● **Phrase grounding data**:
-- -- --
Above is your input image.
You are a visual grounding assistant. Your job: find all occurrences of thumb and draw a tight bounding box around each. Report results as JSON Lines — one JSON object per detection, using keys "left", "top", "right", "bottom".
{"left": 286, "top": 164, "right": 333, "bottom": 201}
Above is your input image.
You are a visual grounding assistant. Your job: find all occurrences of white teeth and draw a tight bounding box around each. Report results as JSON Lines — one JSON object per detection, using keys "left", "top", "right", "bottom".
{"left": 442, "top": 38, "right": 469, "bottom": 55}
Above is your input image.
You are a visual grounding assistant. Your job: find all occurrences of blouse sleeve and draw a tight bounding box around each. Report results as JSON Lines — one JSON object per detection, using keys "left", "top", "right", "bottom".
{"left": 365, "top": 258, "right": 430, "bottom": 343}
-- -- --
● **PROMPT**:
Could every entry above be printed again, word for word?

● **ANSWER SECTION**:
Above is your input image.
You are a visual grounding assistant. Your job: find all occurrences of thumb and draw a tight bounding box around each. Report results as JSON Lines — one JSON object per detection, using keys "left", "top", "right", "bottom".
{"left": 286, "top": 164, "right": 333, "bottom": 201}
Above is your input image.
You are a visual grounding assistant. Your job: find all occurrences of white teeth and draw a tight bounding box around each. Report results as JSON Lines — one JSON object per detection, using keys "left", "top", "right", "bottom".
{"left": 442, "top": 38, "right": 469, "bottom": 55}
Above is your input image.
You are a visual grounding assistant. Your job: find all occurrences of blouse sleeve and draw a tight bounding box around each. Report results as JSON Lines — one JSON object per detection, using keys "left", "top", "right", "bottom".
{"left": 365, "top": 258, "right": 430, "bottom": 343}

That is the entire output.